(Image-grounded pointing data)
——————————

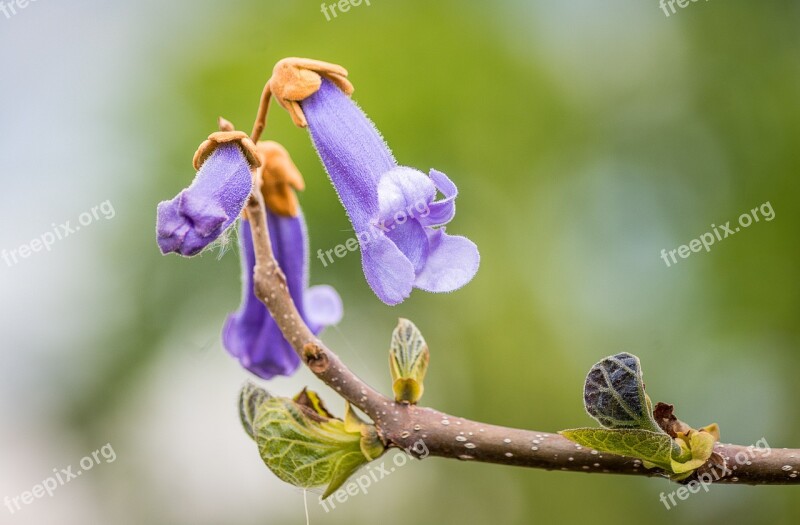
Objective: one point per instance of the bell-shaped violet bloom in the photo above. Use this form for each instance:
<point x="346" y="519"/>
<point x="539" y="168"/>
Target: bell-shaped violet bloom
<point x="251" y="334"/>
<point x="198" y="215"/>
<point x="393" y="209"/>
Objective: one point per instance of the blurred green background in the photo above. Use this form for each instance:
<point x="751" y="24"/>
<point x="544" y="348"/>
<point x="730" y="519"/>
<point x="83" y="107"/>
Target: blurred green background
<point x="584" y="138"/>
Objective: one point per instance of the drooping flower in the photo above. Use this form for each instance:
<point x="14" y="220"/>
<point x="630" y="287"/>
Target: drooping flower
<point x="199" y="214"/>
<point x="251" y="334"/>
<point x="393" y="209"/>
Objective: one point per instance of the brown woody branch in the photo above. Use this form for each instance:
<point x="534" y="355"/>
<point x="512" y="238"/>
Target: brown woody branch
<point x="402" y="425"/>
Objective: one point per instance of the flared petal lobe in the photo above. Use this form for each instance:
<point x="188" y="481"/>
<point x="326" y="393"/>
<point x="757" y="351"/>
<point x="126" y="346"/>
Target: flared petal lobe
<point x="393" y="209"/>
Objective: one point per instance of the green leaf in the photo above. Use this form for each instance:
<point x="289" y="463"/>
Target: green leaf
<point x="250" y="398"/>
<point x="651" y="447"/>
<point x="304" y="451"/>
<point x="614" y="395"/>
<point x="696" y="448"/>
<point x="302" y="443"/>
<point x="408" y="362"/>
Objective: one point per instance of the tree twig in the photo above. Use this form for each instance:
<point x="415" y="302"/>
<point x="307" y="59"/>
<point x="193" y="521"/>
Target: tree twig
<point x="402" y="425"/>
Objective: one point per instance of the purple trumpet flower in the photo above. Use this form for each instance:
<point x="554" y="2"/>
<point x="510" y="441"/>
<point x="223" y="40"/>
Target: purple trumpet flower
<point x="392" y="208"/>
<point x="251" y="334"/>
<point x="198" y="215"/>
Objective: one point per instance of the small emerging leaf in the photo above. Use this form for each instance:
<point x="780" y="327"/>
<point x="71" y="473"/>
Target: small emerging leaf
<point x="408" y="361"/>
<point x="696" y="447"/>
<point x="650" y="447"/>
<point x="614" y="394"/>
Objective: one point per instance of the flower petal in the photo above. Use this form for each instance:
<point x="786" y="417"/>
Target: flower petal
<point x="250" y="334"/>
<point x="411" y="239"/>
<point x="351" y="149"/>
<point x="441" y="212"/>
<point x="198" y="215"/>
<point x="323" y="307"/>
<point x="404" y="192"/>
<point x="452" y="262"/>
<point x="389" y="273"/>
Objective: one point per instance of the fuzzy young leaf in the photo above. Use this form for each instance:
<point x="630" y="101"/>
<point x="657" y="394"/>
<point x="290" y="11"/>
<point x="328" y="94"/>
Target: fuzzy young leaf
<point x="303" y="446"/>
<point x="250" y="399"/>
<point x="650" y="447"/>
<point x="614" y="395"/>
<point x="408" y="361"/>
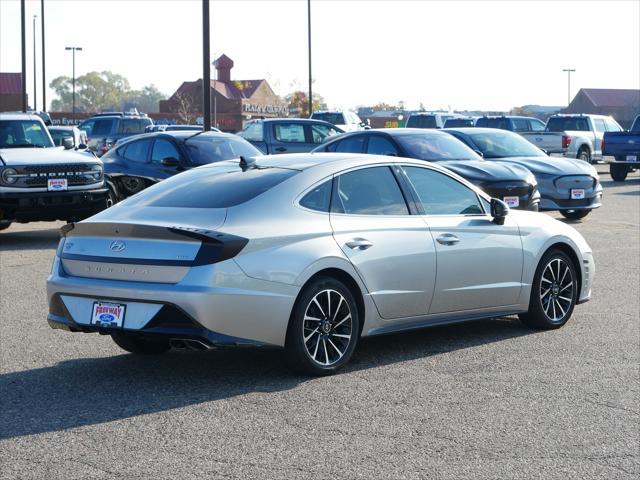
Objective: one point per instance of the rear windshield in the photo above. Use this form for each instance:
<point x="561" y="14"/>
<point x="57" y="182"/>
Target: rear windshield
<point x="560" y="124"/>
<point x="422" y="121"/>
<point x="212" y="187"/>
<point x="334" y="118"/>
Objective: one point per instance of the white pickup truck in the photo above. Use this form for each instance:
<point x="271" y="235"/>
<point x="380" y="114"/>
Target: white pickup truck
<point x="574" y="136"/>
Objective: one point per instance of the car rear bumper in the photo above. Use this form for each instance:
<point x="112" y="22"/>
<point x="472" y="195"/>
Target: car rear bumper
<point x="71" y="205"/>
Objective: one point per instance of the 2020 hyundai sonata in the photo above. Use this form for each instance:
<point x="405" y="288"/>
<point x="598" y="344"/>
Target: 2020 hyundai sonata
<point x="310" y="252"/>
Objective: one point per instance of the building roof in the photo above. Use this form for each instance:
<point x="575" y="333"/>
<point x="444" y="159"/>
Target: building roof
<point x="10" y="83"/>
<point x="610" y="97"/>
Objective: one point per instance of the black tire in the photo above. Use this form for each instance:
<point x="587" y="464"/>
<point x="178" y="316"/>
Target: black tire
<point x="575" y="214"/>
<point x="139" y="345"/>
<point x="541" y="315"/>
<point x="618" y="171"/>
<point x="327" y="350"/>
<point x="584" y="154"/>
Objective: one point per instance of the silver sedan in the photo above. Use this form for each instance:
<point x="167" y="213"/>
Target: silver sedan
<point x="310" y="252"/>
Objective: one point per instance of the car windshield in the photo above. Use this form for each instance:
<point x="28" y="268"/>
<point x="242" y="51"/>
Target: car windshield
<point x="435" y="147"/>
<point x="23" y="134"/>
<point x="504" y="144"/>
<point x="560" y="124"/>
<point x="204" y="149"/>
<point x="422" y="121"/>
<point x="331" y="117"/>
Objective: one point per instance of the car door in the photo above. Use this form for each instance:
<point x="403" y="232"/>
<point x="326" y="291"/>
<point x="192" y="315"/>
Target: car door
<point x="479" y="262"/>
<point x="392" y="250"/>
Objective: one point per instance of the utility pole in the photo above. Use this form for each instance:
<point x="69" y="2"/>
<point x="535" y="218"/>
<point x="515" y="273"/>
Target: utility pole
<point x="35" y="76"/>
<point x="24" y="57"/>
<point x="44" y="78"/>
<point x="73" y="80"/>
<point x="309" y="39"/>
<point x="568" y="70"/>
<point x="206" y="67"/>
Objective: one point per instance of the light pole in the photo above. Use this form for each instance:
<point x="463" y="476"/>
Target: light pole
<point x="73" y="79"/>
<point x="35" y="76"/>
<point x="309" y="39"/>
<point x="569" y="70"/>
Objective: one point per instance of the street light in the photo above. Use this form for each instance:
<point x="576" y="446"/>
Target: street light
<point x="569" y="70"/>
<point x="73" y="79"/>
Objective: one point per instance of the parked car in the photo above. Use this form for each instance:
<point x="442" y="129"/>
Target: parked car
<point x="287" y="135"/>
<point x="104" y="130"/>
<point x="567" y="185"/>
<point x="513" y="184"/>
<point x="513" y="123"/>
<point x="574" y="136"/>
<point x="79" y="137"/>
<point x="344" y="120"/>
<point x="624" y="147"/>
<point x="146" y="159"/>
<point x="41" y="182"/>
<point x="264" y="254"/>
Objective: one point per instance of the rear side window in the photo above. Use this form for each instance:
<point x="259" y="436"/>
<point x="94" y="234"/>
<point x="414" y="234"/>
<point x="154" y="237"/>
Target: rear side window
<point x="213" y="187"/>
<point x="369" y="191"/>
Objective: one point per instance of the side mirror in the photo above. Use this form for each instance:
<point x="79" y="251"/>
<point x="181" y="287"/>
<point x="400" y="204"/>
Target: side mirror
<point x="499" y="210"/>
<point x="170" y="162"/>
<point x="67" y="143"/>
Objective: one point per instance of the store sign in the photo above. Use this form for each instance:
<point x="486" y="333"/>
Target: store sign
<point x="254" y="108"/>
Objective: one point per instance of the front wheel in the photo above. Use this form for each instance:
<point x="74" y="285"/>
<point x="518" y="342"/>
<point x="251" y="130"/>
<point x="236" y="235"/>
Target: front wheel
<point x="618" y="172"/>
<point x="324" y="328"/>
<point x="575" y="214"/>
<point x="140" y="345"/>
<point x="553" y="293"/>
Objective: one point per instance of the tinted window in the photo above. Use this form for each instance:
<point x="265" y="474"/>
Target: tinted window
<point x="435" y="146"/>
<point x="381" y="146"/>
<point x="137" y="151"/>
<point x="441" y="194"/>
<point x="204" y="149"/>
<point x="369" y="191"/>
<point x="289" y="132"/>
<point x="212" y="187"/>
<point x="318" y="198"/>
<point x="163" y="149"/>
<point x="353" y="144"/>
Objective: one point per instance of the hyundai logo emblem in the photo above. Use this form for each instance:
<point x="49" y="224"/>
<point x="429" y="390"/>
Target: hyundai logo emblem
<point x="117" y="246"/>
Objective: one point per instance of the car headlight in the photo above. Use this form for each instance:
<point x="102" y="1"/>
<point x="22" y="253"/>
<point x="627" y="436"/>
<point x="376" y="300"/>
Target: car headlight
<point x="9" y="176"/>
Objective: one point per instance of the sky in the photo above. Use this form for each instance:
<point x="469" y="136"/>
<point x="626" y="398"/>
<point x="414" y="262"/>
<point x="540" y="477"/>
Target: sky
<point x="490" y="55"/>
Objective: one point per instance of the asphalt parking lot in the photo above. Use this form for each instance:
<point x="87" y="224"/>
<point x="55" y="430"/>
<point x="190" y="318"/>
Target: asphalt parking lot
<point x="489" y="399"/>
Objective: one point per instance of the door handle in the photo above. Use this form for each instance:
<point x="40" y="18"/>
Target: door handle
<point x="359" y="244"/>
<point x="447" y="239"/>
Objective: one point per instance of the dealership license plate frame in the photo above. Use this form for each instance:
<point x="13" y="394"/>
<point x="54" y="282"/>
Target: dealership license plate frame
<point x="577" y="194"/>
<point x="118" y="322"/>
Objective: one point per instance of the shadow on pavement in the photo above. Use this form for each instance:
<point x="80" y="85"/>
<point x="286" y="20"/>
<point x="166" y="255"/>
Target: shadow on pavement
<point x="88" y="391"/>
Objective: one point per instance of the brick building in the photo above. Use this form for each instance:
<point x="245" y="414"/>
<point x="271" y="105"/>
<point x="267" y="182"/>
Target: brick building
<point x="232" y="101"/>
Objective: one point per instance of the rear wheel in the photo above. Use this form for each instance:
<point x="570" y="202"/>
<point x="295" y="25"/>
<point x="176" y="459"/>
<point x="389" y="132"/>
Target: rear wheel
<point x="140" y="345"/>
<point x="618" y="171"/>
<point x="575" y="214"/>
<point x="324" y="328"/>
<point x="553" y="293"/>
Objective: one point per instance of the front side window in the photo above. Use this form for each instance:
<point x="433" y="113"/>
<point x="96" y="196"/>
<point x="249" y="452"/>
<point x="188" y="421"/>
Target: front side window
<point x="441" y="194"/>
<point x="289" y="132"/>
<point x="164" y="149"/>
<point x="369" y="191"/>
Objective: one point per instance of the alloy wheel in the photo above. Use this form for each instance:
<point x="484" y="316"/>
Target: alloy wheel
<point x="327" y="327"/>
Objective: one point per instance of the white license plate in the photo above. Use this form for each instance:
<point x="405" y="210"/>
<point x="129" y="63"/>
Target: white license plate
<point x="57" y="184"/>
<point x="577" y="193"/>
<point x="513" y="202"/>
<point x="108" y="314"/>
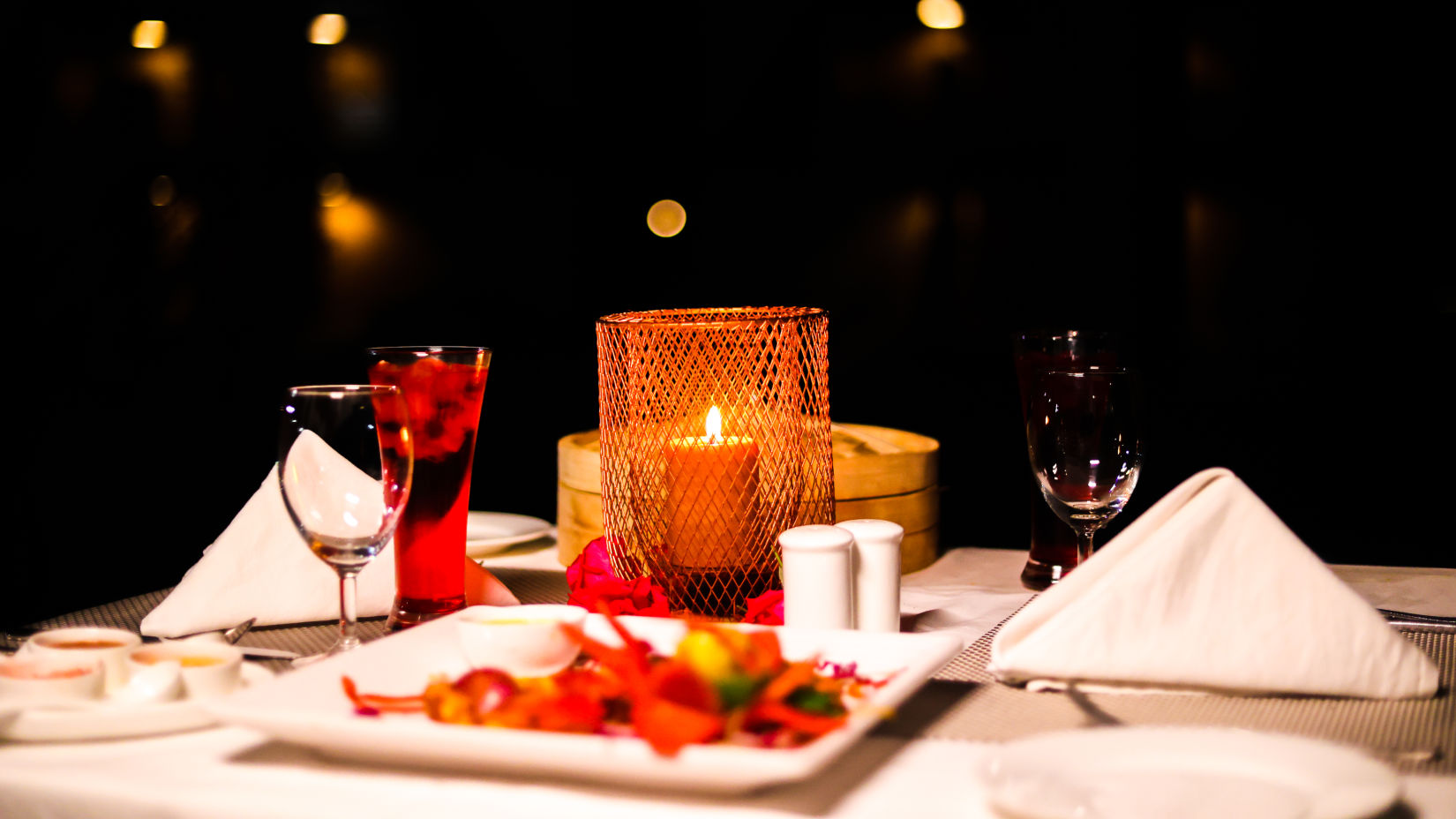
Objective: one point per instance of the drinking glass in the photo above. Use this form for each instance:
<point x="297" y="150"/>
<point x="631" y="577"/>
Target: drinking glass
<point x="1053" y="550"/>
<point x="1084" y="438"/>
<point x="445" y="388"/>
<point x="345" y="459"/>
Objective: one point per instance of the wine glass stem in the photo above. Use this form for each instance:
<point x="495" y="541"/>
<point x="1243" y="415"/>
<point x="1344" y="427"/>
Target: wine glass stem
<point x="1084" y="544"/>
<point x="349" y="612"/>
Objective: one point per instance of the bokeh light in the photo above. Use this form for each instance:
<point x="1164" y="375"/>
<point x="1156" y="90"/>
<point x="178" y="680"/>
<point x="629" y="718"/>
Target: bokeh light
<point x="328" y="29"/>
<point x="334" y="190"/>
<point x="161" y="192"/>
<point x="941" y="13"/>
<point x="149" y="34"/>
<point x="665" y="217"/>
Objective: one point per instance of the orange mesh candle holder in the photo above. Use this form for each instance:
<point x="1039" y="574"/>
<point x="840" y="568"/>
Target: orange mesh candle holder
<point x="714" y="440"/>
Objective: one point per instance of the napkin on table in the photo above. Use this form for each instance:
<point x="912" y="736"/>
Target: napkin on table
<point x="261" y="567"/>
<point x="1210" y="590"/>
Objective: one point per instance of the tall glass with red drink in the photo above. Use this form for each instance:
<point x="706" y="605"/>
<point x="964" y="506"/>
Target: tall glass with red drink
<point x="443" y="388"/>
<point x="1053" y="544"/>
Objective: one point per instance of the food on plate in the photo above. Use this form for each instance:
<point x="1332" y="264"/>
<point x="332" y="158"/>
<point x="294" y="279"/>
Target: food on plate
<point x="718" y="685"/>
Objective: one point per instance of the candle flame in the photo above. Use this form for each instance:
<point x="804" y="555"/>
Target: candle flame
<point x="714" y="425"/>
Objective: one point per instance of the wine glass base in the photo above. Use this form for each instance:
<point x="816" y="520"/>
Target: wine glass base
<point x="1039" y="576"/>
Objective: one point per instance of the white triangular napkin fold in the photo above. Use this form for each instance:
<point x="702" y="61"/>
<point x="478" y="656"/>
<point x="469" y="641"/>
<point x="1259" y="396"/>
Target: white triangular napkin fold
<point x="1209" y="589"/>
<point x="261" y="567"/>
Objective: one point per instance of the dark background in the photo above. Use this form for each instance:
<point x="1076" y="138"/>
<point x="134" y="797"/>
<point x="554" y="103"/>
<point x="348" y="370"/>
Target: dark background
<point x="1242" y="190"/>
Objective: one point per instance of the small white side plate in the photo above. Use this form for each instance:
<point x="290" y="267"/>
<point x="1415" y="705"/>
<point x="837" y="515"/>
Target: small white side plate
<point x="488" y="532"/>
<point x="1191" y="772"/>
<point x="111" y="720"/>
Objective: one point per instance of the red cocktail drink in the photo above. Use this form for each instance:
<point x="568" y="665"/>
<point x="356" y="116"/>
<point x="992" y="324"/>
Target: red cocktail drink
<point x="443" y="388"/>
<point x="1053" y="543"/>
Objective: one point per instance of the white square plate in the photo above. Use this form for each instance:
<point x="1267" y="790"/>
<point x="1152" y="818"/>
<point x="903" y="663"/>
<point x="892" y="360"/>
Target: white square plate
<point x="307" y="707"/>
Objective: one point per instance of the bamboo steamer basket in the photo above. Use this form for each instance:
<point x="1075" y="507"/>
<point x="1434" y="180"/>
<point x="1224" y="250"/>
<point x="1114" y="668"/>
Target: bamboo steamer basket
<point x="878" y="472"/>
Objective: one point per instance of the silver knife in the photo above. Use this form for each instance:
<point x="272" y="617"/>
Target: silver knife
<point x="258" y="651"/>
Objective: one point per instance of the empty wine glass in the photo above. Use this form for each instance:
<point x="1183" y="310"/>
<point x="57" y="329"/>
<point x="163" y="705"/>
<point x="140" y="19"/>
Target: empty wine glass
<point x="1085" y="443"/>
<point x="345" y="459"/>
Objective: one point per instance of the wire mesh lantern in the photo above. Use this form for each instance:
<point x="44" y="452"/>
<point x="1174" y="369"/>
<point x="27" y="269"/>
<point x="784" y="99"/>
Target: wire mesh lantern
<point x="715" y="438"/>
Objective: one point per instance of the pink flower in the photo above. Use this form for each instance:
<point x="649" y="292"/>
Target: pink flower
<point x="766" y="610"/>
<point x="591" y="583"/>
<point x="590" y="567"/>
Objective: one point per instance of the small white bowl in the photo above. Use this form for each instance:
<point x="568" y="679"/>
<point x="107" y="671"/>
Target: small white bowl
<point x="47" y="680"/>
<point x="86" y="643"/>
<point x="208" y="669"/>
<point x="520" y="640"/>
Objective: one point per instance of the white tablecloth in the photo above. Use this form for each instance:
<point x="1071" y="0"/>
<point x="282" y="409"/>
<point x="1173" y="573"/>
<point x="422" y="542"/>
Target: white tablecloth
<point x="224" y="772"/>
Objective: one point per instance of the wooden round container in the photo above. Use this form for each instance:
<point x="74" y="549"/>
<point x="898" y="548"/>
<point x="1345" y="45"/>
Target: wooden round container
<point x="878" y="472"/>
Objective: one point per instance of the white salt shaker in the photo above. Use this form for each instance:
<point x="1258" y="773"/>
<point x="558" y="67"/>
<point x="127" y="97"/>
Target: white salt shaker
<point x="875" y="567"/>
<point x="817" y="577"/>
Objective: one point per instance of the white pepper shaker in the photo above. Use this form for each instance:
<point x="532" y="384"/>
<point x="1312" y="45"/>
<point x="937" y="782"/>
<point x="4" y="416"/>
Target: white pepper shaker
<point x="817" y="584"/>
<point x="875" y="567"/>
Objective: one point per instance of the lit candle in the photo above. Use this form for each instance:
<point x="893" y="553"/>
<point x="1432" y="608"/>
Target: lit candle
<point x="712" y="485"/>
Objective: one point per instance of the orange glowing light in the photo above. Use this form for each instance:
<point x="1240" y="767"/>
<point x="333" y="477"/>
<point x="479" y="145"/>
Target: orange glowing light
<point x="334" y="190"/>
<point x="328" y="29"/>
<point x="941" y="13"/>
<point x="349" y="226"/>
<point x="161" y="192"/>
<point x="665" y="219"/>
<point x="149" y="34"/>
<point x="714" y="425"/>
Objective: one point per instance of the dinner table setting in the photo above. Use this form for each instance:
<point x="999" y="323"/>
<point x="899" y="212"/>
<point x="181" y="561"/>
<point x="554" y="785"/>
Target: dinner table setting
<point x="744" y="614"/>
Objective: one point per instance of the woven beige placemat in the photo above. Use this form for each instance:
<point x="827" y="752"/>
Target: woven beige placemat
<point x="964" y="703"/>
<point x="1417" y="736"/>
<point x="529" y="584"/>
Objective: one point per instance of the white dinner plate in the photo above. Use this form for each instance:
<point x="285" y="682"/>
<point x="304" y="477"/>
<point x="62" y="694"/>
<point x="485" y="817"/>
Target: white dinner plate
<point x="105" y="720"/>
<point x="309" y="707"/>
<point x="1184" y="772"/>
<point x="488" y="532"/>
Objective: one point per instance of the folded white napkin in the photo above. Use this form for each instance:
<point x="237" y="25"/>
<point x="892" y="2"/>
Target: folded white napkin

——————————

## Task instructions
Pick out the lines above that hold the string "folded" and show them.

## Reply
Objective: one point per instance of the folded white napkin in the photo above. Use this form for each instance:
Target: folded white napkin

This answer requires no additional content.